Recorded data
:::::

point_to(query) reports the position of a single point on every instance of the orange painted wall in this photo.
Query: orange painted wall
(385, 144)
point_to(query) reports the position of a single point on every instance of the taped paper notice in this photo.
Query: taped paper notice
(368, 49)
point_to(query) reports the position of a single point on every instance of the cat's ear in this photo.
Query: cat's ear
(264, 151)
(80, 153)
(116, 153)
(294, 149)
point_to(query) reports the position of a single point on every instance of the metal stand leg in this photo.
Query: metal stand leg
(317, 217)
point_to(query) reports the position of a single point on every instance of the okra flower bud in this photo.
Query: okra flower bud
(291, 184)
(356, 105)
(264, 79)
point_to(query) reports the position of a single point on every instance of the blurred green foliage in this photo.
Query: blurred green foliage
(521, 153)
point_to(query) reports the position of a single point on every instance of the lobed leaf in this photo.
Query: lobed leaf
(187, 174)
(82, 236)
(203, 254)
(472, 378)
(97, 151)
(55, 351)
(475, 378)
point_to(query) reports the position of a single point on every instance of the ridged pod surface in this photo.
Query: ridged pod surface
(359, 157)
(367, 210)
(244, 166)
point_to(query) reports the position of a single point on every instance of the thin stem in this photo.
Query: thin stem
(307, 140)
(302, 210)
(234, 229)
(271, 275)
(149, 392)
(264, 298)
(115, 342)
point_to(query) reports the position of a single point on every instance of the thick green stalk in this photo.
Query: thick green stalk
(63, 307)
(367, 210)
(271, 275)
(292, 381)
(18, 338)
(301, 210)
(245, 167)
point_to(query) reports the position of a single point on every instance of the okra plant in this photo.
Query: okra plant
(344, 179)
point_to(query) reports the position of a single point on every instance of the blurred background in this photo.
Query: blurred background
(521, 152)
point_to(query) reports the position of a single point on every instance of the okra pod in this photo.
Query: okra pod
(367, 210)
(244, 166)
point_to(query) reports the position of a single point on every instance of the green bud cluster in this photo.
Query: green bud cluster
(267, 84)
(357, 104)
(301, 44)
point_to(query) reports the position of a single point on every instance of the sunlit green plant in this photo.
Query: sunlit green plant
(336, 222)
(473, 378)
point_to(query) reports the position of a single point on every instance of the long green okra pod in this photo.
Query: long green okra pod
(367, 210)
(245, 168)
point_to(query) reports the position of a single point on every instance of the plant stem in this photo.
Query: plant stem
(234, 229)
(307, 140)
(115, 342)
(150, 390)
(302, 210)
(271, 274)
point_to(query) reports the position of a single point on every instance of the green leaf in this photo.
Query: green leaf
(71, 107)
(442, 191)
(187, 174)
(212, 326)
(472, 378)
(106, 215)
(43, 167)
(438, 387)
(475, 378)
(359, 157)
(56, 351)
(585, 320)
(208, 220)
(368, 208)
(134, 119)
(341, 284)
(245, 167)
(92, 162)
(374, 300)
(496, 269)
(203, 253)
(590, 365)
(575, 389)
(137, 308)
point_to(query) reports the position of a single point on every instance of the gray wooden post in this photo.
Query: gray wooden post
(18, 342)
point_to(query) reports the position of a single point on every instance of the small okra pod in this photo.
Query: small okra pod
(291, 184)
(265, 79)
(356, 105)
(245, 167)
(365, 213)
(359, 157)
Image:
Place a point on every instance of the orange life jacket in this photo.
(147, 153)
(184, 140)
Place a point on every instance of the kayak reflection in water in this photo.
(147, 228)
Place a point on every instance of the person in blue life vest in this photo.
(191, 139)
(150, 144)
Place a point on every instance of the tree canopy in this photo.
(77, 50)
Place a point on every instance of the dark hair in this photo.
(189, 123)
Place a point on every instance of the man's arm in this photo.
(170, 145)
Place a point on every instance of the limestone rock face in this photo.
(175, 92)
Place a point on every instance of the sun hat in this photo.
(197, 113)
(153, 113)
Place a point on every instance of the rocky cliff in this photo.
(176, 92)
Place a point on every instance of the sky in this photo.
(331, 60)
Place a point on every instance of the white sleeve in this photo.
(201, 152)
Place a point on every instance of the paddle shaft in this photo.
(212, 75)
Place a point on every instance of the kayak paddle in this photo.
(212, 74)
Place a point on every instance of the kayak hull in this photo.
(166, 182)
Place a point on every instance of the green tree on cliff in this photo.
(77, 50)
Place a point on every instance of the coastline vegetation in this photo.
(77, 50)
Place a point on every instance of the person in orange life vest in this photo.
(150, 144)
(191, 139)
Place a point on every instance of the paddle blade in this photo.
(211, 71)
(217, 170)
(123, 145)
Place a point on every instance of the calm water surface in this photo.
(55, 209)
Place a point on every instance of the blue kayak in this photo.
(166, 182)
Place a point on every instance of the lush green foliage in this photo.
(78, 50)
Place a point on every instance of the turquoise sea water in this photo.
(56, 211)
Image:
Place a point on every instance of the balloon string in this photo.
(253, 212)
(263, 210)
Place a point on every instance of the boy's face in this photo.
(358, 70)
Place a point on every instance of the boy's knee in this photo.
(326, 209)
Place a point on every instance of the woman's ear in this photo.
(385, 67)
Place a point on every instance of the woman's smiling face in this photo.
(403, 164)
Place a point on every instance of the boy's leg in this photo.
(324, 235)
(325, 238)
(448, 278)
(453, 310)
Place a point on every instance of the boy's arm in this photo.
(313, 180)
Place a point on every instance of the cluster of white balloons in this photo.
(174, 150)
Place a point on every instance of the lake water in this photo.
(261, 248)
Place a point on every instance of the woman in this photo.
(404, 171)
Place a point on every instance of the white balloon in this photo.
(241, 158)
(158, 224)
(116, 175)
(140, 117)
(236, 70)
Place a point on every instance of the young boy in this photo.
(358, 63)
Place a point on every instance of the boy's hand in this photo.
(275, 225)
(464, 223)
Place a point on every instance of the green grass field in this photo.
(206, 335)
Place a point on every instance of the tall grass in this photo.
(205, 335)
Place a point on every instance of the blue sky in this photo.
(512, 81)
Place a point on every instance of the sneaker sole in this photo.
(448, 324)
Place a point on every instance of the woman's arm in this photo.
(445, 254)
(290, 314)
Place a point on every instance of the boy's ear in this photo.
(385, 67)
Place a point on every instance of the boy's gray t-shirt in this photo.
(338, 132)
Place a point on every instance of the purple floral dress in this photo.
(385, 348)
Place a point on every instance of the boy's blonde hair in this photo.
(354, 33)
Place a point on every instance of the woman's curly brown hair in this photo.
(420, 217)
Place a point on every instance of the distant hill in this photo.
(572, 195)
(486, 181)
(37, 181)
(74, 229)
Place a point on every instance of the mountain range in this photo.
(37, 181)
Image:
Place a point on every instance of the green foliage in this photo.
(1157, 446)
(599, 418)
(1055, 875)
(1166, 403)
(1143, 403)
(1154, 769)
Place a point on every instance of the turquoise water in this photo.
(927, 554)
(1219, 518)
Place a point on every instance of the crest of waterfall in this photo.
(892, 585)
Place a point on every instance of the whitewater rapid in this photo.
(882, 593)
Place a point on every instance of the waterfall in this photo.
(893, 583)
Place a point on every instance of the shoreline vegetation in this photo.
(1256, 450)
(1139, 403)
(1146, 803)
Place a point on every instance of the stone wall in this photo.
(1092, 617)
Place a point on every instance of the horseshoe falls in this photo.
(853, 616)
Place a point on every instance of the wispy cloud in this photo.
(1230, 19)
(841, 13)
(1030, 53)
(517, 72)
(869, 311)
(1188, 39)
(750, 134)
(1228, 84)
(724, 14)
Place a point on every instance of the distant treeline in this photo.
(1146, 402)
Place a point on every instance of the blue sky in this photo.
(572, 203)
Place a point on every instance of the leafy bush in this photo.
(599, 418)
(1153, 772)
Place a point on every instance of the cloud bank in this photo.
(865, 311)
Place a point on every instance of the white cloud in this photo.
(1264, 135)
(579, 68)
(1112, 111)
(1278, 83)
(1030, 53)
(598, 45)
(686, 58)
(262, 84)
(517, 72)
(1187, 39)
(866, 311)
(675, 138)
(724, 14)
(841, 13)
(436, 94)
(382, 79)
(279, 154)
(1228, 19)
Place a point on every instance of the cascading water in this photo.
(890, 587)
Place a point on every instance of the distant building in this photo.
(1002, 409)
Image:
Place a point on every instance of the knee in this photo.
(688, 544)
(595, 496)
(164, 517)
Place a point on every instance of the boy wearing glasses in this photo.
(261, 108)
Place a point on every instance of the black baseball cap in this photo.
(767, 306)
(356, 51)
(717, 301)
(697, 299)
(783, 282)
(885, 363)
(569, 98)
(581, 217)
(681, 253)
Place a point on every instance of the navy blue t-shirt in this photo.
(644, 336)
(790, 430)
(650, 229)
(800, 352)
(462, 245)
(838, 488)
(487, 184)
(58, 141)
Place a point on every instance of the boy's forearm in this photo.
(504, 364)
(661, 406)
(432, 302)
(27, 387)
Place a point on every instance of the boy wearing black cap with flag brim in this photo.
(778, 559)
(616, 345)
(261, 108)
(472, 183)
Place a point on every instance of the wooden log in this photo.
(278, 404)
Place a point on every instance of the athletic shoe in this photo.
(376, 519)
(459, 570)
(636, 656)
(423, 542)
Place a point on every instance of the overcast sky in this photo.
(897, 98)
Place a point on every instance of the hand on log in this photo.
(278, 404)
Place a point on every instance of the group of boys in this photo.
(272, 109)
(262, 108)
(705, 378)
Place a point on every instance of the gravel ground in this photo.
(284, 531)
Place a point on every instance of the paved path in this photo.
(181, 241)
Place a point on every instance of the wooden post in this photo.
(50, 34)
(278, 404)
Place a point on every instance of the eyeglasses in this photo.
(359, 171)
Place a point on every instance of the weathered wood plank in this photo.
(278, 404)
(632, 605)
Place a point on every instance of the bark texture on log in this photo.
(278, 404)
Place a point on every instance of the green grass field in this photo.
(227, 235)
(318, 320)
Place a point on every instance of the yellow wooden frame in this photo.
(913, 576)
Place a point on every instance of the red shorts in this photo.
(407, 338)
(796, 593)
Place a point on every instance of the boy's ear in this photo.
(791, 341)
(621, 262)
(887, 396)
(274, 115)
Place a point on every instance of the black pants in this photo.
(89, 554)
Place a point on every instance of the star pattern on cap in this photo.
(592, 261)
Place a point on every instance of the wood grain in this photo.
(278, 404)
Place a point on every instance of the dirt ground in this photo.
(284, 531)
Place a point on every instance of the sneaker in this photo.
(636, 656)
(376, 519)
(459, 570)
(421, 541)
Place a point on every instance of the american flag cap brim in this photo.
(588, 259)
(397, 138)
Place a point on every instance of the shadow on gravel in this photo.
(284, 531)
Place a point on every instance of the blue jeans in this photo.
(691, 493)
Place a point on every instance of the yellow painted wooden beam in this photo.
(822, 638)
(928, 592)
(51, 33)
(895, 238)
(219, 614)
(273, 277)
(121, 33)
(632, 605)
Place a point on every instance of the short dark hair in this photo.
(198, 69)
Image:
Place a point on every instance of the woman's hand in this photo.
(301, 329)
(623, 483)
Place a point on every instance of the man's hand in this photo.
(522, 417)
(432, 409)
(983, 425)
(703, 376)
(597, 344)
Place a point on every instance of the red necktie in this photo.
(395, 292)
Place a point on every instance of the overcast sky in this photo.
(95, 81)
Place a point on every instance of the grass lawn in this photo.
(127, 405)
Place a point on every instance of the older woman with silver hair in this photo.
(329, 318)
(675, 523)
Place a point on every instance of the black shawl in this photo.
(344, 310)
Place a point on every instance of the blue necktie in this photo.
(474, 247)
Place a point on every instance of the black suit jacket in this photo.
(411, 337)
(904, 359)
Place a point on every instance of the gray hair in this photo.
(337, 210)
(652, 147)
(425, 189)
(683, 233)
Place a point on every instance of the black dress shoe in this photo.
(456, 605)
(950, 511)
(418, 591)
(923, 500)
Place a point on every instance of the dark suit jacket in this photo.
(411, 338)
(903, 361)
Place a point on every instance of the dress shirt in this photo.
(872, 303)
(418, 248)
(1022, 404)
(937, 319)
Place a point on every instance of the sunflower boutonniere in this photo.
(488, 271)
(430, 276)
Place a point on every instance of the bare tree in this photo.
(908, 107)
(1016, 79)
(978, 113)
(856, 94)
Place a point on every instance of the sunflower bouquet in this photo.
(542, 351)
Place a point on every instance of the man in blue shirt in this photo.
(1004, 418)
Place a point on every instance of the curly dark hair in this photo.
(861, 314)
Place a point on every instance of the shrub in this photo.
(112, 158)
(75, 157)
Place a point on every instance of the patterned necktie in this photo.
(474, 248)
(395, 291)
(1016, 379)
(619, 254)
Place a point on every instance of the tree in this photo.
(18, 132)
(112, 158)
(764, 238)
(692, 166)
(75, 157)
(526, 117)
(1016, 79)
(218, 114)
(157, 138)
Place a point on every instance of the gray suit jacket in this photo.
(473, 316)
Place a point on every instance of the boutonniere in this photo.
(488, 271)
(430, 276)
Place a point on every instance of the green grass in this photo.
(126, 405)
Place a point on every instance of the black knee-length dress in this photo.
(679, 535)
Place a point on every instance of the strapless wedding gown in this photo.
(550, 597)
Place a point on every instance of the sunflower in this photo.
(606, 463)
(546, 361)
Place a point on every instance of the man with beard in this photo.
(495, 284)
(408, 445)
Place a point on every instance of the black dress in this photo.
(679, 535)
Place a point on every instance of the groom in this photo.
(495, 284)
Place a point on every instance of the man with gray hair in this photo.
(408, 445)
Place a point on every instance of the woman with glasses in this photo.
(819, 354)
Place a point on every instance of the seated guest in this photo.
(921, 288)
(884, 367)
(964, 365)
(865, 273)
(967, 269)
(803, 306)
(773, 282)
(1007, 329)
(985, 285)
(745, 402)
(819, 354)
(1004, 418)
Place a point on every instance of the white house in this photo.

:::::

STATED GOAL: From the line holding "Place a point on every instance of the tree in" to the last line of the records, quote each line exactly and add nothing.

COMPLETE OUTPUT:
Place a point on every instance of the tree in this photo.
(18, 132)
(112, 158)
(764, 238)
(692, 166)
(75, 157)
(526, 117)
(1016, 79)
(218, 114)
(157, 138)
Place a point on every instance of the gray suit jacket in this photo.
(473, 316)
Place a point on every instance of the boutonniere in this photo.
(488, 271)
(430, 276)
Place a point on every instance of the green grass in this photo.
(126, 405)
Place a point on every instance of the black knee-length dress in this photo.
(679, 535)
Place a point on every instance of the strapless wedding gown in this photo.
(550, 597)
Place a point on every instance of the sunflower in this photo.
(606, 463)
(546, 361)
Place a point on every instance of the man with beard in this photo.
(495, 284)
(408, 445)
Place a point on every instance of the black dress in this photo.
(679, 535)
Place a point on every instance of the groom in this photo.
(495, 284)
Place a point on every instance of the man with gray hair in this photo.
(408, 445)
Place a point on every instance of the woman with glasses in this photo.
(819, 354)
Place a point on every instance of the seated guest in this photo.
(921, 288)
(884, 367)
(964, 365)
(865, 273)
(967, 269)
(803, 306)
(773, 282)
(1007, 329)
(985, 285)
(745, 402)
(819, 354)
(1004, 418)
Place a point on every instance of the white house in this photo.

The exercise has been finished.